Problem set:
a – In the rotation worked answer, copy the stretch from "ABCD rotation 270" through "vertices A'(9, 9), B'(9, 5), C'(10, 3), D'(10, 10).", swapping "trapezoid" for "quadrilateral".
b – Pick up the worked answer on rotating trapezoid ABCD 270 degrees counterclockwise and keep writing it after its final sentence.

Passage to read:
□ □ □ □ □ □ □
Question

ABCD rotation 270 counterclockwise around the origin

Answer 1

The trapezoid ABCD, after a 270-degree counterclockwise rotation around the origin, has vertices A'(9, 9), B'(9, 5), C'(10, 3), D'(10, 10).

To find the coordinates of the trapezoid ABCD after a 270-degree counterclockwise rotation around the origin, we can use the rotation matrix formula:

`\[ \begin{bmatrix} x' \\ y' \end{bmatrix} = \begin{bmatrix} \cos(\theta) & -\sin(\theta) \\ \sin(\theta) & \cos(\theta) \end{bmatrix} \begin{bmatrix} x \\ y \end{bmatrix} \]`

where
`\(\theta\)` is the angle of rotation. For a 270-degree counterclockwise rotation,
`\(\theta = (3\pi)/(2)\)`

Let's apply this rotation to each vertex of the trapezoid:

1. For point A(-9, 9):

`\[ \begin{bmatrix} x' \\ y' \end{bmatrix} = \begin{bmatrix} 0 & 1 \\ -1 & 0 \end{bmatrix} \begin{bmatrix} -9 \\ 9 \end{bmatrix} = \begin{bmatrix} 9 \\ 9 \end{bmatrix} \]`

2. For point B(-5, 9):

`\[ \begin{bmatrix} x' \\ y' \end{bmatrix} = \begin{bmatrix} 0 & 1 \\ -1 & 0 \end{bmatrix} \begin{bmatrix} -5 \\ 9 \end{bmatrix} = \begin{bmatrix} 9 \\ 5 \end{bmatrix} \]`

3. For point C(-3, 10):

`\[ \begin{bmatrix} x' \\ y' \end{bmatrix} = \begin{bmatrix} 0 & 1 \\ -1 & 0 \end{bmatrix} \begin{bmatrix} -3 \\ 10 \end{bmatrix} = \begin{bmatrix} 10 \\ 3 \end{bmatrix} \]`

4. For point D(-10, 10):

`\[ \begin{bmatrix} x' \\ y' \end{bmatrix} = \begin{bmatrix} 0 & 1 \\ -1 & 0 \end{bmatrix} \begin{bmatrix} -10 \\ 10 \end{bmatrix} = \begin{bmatrix} 10 \\ 10 \end{bmatrix} \]`

So, after a 270-degree counterclockwise rotation, the new coordinates of the trapezoid ABCD are:

A'(9, 9), B'(9, 5), C'(10, 3), D'(10, 10).
□ □ □ □ □ □ □
Data records:
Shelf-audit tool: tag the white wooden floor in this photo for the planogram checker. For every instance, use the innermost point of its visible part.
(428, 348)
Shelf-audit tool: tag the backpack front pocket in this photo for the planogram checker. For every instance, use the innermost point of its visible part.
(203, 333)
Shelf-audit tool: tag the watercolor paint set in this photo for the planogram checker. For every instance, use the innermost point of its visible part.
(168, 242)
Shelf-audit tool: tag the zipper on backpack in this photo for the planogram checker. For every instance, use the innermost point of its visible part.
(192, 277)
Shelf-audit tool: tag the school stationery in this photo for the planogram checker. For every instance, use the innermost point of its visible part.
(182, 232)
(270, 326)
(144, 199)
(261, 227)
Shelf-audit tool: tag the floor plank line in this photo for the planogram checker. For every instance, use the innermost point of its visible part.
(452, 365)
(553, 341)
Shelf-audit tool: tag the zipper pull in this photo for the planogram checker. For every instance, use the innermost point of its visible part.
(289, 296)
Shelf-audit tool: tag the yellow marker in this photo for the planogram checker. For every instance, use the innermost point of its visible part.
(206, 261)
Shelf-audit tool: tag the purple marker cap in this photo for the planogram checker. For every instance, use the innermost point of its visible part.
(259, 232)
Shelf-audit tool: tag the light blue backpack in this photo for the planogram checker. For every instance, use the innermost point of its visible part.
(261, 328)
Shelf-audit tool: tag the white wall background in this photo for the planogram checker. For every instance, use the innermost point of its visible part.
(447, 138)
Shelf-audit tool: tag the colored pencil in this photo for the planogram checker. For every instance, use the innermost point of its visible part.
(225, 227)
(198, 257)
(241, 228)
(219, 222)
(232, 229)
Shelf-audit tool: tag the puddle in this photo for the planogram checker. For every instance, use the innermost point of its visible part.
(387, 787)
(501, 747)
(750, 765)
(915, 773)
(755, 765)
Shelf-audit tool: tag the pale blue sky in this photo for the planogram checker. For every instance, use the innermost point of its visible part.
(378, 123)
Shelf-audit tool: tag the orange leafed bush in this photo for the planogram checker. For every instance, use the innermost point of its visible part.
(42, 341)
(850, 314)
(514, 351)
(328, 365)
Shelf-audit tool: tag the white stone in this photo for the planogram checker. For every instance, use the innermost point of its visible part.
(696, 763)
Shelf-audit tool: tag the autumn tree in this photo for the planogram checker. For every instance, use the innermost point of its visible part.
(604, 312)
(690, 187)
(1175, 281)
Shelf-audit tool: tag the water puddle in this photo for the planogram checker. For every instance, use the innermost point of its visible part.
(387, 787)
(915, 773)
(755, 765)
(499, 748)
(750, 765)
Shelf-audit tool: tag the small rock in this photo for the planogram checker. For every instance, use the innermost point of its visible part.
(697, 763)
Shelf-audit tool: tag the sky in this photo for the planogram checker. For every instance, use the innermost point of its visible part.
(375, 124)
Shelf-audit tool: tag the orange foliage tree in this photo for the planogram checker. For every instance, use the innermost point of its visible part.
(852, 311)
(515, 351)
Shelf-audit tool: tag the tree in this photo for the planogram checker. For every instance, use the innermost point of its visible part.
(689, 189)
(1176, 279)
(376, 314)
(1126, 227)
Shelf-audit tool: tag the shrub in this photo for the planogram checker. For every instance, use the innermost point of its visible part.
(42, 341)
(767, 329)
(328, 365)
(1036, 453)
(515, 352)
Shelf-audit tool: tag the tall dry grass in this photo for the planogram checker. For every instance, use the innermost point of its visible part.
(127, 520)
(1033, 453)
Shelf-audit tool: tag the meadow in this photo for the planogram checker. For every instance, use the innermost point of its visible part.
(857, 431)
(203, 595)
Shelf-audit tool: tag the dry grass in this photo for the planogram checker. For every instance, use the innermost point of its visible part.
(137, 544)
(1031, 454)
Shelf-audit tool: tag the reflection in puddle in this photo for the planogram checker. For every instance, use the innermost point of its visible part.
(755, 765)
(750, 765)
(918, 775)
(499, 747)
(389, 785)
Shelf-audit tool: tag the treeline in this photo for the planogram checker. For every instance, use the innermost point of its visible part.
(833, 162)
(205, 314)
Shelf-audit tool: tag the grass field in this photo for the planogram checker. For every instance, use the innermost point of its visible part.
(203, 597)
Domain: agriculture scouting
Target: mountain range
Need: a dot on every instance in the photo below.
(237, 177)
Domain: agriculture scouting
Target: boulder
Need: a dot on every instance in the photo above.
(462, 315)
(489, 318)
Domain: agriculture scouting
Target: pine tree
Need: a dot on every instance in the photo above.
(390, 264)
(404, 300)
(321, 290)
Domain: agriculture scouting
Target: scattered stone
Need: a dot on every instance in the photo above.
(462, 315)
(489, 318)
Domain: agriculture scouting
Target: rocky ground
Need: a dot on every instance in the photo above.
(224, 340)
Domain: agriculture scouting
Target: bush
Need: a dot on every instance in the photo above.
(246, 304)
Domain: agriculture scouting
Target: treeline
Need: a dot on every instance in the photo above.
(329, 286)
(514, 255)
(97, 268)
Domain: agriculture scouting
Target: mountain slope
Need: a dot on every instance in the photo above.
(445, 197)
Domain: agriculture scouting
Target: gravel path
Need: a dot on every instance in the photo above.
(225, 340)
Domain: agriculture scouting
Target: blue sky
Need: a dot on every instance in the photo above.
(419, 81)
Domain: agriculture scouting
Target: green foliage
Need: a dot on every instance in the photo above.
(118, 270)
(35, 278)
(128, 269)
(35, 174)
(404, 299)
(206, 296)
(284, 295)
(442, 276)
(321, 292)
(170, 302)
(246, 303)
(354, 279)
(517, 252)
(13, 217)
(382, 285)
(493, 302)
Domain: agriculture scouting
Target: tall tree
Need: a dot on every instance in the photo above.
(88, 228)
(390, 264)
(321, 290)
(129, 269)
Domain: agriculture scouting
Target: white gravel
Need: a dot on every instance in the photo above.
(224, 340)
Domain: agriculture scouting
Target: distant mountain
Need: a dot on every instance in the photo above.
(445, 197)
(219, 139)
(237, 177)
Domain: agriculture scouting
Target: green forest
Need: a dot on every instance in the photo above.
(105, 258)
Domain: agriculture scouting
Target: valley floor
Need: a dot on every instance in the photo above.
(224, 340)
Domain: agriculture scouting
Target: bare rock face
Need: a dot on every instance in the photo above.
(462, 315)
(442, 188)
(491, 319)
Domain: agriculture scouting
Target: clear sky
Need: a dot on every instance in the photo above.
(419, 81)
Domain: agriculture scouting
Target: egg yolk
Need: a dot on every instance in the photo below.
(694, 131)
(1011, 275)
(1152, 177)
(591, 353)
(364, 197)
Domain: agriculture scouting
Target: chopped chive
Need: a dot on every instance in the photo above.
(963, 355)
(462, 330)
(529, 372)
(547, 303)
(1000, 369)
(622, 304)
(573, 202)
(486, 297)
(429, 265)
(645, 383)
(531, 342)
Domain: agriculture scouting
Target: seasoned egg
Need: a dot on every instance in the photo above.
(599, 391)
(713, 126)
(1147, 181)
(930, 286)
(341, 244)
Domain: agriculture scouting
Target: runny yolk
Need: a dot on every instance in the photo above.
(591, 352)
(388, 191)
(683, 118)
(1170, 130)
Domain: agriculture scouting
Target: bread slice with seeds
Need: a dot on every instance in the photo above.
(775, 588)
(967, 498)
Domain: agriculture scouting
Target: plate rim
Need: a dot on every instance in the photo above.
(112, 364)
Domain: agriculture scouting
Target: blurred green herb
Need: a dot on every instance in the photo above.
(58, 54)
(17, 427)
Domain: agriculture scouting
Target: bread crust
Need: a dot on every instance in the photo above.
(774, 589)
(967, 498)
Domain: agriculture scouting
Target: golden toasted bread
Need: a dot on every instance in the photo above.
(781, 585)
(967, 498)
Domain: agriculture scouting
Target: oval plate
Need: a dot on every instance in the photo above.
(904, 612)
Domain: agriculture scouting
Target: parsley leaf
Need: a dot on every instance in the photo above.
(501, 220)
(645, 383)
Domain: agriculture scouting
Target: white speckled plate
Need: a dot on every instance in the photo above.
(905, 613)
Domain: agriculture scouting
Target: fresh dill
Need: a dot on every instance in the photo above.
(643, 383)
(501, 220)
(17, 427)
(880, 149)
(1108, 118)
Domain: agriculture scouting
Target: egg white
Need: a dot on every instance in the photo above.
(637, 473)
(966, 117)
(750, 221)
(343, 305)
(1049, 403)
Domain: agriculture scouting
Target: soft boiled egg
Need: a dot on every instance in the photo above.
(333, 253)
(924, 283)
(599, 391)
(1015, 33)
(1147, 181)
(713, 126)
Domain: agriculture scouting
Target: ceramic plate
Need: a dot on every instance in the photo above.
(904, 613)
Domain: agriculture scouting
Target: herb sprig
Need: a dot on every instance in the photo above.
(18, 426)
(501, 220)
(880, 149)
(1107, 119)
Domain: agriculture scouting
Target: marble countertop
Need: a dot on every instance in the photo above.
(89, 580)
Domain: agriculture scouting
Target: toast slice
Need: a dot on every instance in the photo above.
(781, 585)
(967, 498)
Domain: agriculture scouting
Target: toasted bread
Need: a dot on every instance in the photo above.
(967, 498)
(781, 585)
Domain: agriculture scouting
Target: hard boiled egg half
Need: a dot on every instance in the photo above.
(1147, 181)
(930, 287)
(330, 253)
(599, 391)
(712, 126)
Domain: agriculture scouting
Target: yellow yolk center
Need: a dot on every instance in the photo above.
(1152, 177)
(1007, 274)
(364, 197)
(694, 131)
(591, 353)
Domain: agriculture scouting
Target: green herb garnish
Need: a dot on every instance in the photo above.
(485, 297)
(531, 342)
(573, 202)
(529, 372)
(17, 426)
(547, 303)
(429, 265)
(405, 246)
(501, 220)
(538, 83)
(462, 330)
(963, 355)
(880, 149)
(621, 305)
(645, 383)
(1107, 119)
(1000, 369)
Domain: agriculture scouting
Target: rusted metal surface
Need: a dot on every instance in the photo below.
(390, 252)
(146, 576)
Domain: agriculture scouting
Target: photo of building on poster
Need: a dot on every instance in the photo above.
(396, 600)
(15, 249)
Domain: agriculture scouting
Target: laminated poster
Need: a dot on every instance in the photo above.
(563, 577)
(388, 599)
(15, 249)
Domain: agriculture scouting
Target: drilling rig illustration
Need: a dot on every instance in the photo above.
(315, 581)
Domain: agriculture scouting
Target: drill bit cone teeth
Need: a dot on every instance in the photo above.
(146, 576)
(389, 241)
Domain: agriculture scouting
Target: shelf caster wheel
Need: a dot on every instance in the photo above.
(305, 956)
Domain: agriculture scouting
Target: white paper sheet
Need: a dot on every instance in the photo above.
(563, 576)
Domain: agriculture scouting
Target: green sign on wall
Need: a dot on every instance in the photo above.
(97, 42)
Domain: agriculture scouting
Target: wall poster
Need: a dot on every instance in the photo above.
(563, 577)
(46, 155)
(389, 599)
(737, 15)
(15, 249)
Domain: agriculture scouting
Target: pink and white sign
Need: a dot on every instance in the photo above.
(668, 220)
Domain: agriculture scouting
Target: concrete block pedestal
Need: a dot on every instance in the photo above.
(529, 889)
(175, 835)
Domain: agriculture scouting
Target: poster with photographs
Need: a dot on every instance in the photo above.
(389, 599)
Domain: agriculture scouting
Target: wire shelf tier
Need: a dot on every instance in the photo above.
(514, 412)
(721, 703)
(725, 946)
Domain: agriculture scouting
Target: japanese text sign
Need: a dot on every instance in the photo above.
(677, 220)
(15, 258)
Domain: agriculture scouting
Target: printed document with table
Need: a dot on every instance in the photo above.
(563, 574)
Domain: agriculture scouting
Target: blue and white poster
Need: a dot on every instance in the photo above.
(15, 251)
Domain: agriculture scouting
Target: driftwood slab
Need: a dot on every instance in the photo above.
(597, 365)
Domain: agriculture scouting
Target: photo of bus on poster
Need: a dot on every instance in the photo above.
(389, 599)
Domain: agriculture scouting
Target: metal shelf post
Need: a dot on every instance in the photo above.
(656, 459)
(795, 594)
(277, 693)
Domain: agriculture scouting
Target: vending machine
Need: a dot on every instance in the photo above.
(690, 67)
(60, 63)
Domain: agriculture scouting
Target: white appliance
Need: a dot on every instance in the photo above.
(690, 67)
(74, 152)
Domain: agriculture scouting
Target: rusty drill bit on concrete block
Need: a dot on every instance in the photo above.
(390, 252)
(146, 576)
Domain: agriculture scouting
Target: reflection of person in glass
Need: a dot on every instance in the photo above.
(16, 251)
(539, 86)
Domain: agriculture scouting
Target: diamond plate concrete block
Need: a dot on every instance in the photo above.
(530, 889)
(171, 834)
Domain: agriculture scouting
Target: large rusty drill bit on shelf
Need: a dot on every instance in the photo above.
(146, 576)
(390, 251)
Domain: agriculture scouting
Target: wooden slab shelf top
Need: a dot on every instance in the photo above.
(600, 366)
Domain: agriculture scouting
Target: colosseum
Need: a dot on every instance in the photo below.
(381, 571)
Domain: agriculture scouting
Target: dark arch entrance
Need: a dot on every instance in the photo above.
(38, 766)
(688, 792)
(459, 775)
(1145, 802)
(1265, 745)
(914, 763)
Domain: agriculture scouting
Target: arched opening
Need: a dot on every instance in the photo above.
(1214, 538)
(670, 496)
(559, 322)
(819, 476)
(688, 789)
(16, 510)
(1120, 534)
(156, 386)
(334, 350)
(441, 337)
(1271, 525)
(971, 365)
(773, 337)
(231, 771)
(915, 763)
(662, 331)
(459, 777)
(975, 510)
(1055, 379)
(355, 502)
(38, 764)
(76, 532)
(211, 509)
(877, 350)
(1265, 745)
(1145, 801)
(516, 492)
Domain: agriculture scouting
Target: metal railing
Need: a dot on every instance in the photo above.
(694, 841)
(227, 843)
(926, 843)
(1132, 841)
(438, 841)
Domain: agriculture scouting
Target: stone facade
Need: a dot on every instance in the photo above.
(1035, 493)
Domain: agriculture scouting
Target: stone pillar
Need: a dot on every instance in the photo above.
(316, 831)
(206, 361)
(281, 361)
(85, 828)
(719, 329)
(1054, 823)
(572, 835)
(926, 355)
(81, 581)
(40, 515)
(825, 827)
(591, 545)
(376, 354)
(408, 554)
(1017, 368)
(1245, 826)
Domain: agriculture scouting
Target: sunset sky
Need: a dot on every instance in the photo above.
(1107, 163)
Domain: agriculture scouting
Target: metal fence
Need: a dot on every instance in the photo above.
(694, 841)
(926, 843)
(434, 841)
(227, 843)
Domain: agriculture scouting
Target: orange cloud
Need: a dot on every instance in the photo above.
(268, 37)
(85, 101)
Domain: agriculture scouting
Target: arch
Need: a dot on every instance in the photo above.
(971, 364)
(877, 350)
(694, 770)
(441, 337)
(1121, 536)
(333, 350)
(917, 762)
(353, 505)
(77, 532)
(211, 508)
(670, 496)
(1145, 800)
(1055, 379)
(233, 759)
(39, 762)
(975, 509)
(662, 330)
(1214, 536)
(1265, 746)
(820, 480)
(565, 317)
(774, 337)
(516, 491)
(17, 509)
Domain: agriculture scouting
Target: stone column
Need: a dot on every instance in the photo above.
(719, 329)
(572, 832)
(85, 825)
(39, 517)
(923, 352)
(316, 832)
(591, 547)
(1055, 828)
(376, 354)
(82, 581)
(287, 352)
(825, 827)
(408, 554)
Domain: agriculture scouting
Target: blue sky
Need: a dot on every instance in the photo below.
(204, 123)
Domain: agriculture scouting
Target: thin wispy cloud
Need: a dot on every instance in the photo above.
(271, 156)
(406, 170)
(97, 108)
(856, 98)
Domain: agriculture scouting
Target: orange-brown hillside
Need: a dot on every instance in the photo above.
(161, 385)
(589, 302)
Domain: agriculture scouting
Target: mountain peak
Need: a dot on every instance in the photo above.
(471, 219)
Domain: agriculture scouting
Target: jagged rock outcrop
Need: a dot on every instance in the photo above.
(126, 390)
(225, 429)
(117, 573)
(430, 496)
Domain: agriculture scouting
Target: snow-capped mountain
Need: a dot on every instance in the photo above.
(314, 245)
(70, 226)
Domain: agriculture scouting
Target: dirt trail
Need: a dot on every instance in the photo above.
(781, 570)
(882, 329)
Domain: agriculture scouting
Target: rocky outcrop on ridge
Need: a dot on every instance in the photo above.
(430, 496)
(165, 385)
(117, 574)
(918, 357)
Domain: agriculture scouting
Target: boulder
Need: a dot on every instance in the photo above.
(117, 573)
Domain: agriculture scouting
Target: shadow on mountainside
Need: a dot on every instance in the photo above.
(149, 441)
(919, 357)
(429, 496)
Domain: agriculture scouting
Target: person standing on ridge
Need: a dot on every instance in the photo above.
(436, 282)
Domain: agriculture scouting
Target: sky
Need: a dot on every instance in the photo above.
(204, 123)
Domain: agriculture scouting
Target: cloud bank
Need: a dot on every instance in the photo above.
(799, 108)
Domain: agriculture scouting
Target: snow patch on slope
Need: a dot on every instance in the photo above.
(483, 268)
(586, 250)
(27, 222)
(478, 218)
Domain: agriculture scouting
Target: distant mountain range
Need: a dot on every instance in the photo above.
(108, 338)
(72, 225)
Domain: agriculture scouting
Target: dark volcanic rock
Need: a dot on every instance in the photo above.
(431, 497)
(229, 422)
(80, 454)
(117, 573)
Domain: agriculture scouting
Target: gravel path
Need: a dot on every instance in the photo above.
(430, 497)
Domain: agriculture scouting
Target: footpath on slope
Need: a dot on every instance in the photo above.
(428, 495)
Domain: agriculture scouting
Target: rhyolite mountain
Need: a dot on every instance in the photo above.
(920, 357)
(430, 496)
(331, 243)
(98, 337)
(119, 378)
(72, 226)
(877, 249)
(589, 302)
□ □ □ □ □ □ □
Results for the exercise:
a –
ABCD rotation 270 counterclockwise around the origin

Answer 1

The quadrilateral ABCD, after a 270-degree counterclockwise rotation around the origin, has vertices A'(9, 9), B'(9, 5), C'(10, 3), D'(10, 10).

b –
The question probable may be:

What would be the coordinates of the trapezoid ABCD after a rotation fo 270 degrees counterclockwise around the origin.

The original coordinates are

A( -9 , 9 ) B(-5 , 9) C(-3 , 10) D(-10 , 10 )